“You know, funny thing about getting fat is…”
“Pregnant, honey. The word is pregnant. You are pregnant and beautiful.”
Whatever. Right now it all feels the same. Last Sunday at church, a darling, newlywed, twentysomething got up to sing a solo. As part of her remarks, she told us how excited she and her sweet husband were to be expecting their first child as she gently patted her perfectly flat belly.
How nice, I thought. She doesn’t look like she weighs enough to donate blood. Surely she must be in the very first few weeks of what will become her long, arduous, through the valley of the shadow of death journey into motherhood.
Then she went on to say that they were excited to meet their new baby in April. In April. I’m due in April. I waddled up the aisle to get to our pew that Sunday, my maternity skirt already starting to bind.
I try not to compare. I try to not let it get to me. After all, I produce a pretty remarkable product, if a do say so myself. So whatever my body has to do to get that healthy, bright eyed, ten pound baby, bring it on. Even if it does mean ankles the size of tangerines.

● Entries provided:

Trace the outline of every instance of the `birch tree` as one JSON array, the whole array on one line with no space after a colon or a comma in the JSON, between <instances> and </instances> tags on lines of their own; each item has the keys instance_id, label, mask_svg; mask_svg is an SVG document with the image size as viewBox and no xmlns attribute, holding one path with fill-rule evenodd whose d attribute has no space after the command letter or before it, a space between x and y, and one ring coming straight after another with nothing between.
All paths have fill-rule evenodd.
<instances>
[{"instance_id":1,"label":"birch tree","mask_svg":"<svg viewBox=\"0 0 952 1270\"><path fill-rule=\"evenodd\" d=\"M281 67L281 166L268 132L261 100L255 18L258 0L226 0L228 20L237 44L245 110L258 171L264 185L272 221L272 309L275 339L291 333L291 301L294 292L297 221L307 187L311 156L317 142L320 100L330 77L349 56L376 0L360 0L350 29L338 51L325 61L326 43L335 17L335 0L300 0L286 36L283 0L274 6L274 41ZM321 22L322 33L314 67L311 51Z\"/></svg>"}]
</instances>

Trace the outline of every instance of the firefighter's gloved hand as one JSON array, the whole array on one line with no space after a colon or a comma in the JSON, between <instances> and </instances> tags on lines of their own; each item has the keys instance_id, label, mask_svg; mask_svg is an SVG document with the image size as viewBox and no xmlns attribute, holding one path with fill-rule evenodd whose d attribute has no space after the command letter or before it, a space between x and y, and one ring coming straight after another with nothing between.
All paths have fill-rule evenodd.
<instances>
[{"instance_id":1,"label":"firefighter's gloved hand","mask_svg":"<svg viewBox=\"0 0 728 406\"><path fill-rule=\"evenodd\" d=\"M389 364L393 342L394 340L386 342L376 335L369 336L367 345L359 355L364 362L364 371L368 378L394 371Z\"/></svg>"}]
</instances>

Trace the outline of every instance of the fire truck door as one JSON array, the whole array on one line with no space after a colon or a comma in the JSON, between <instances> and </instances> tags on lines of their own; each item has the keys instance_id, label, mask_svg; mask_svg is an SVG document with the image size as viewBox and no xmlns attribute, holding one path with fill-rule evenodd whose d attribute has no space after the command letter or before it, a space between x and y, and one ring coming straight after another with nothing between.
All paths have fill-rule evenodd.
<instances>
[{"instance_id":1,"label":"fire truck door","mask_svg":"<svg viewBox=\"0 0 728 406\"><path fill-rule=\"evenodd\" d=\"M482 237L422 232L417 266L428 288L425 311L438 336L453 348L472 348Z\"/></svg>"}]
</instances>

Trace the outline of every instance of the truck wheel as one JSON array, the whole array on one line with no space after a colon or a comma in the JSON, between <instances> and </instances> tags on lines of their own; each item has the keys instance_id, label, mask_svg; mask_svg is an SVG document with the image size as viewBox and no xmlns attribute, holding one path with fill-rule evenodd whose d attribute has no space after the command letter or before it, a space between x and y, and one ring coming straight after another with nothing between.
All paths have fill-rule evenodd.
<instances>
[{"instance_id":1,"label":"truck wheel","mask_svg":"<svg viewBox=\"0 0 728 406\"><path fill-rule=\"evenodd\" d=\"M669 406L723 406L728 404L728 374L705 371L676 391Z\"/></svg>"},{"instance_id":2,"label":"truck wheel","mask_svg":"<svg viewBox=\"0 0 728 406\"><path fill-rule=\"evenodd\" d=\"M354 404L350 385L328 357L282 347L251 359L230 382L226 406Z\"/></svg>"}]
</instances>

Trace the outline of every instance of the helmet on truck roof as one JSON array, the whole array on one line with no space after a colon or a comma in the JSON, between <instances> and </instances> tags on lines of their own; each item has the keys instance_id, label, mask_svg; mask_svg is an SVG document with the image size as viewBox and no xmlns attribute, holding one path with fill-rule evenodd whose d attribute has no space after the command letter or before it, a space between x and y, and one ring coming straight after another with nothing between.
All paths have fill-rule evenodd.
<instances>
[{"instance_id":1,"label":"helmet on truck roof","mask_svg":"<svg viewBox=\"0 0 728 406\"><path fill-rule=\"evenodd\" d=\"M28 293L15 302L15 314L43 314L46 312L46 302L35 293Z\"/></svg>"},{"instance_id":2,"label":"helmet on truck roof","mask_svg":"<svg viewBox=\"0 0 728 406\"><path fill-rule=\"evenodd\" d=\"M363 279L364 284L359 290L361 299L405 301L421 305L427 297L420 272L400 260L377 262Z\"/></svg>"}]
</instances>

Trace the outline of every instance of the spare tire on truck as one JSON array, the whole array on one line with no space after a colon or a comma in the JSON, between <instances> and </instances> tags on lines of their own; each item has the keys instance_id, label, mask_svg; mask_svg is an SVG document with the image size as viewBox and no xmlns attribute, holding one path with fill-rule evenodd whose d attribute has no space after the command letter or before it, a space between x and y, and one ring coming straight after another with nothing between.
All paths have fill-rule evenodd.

● Work instructions:
1/ List the words the pregnancy passage uses to describe the baby in its final paragraph.
2/ Render this sentence from the pregnancy passage in Spanish: "Then she went on to say that they were excited to meet their new baby in April."
3/ Carry the pregnancy passage forward from its last sentence.

● Responses to the exercise:
1/
healthy
bright eyed
ten pound

2/ Luego pasó a decir que estaban emocionados por conocer a su nuevo bebé en abril.

3/
So what if come April she’ll look like she cut a volleyball in half and tucked it under her blouse, while I’m enduring month two of wearing a tent. So what if she’ll button up her jeans right there in the hospital while me and my pizza dough abs will have to slither into maternity denim all summer long. As my wise big sister once put it,
“We are not those people.”
Oh, I need to snap out of it. I’m not 24 anymore. I need to hoist myself out of my favorite flopped-on-my-side beached whale position and wear my medical grade compression hose with pride. Yes, I will work my muumuu and make it the must-have wardrobe essential of the season. It’s high time I looked at my stretch marks, not as cosmetic embarrassments, but as battle scars.
And to the victor of the battle: the bootie. Well, two little pink booties if all goes as planned.